## PROBLEM DESCRIPTION
Render each line of the data below as an item in a numbered list, omitting any blank lines. Leave the pictures out of your answer.

## STORED ROWS
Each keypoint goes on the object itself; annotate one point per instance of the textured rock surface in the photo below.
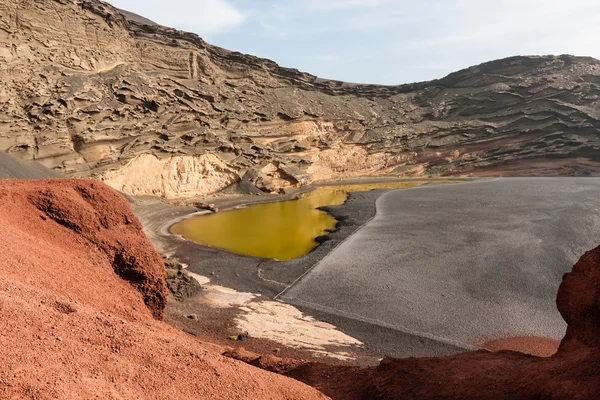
(12, 168)
(86, 90)
(572, 373)
(71, 328)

## SOLUTION BELOW
1. Each keypoint goes on the object itself; annotate one point per instance of the textured rock surface in the photo below.
2. (12, 168)
3. (86, 90)
4. (572, 373)
5. (71, 328)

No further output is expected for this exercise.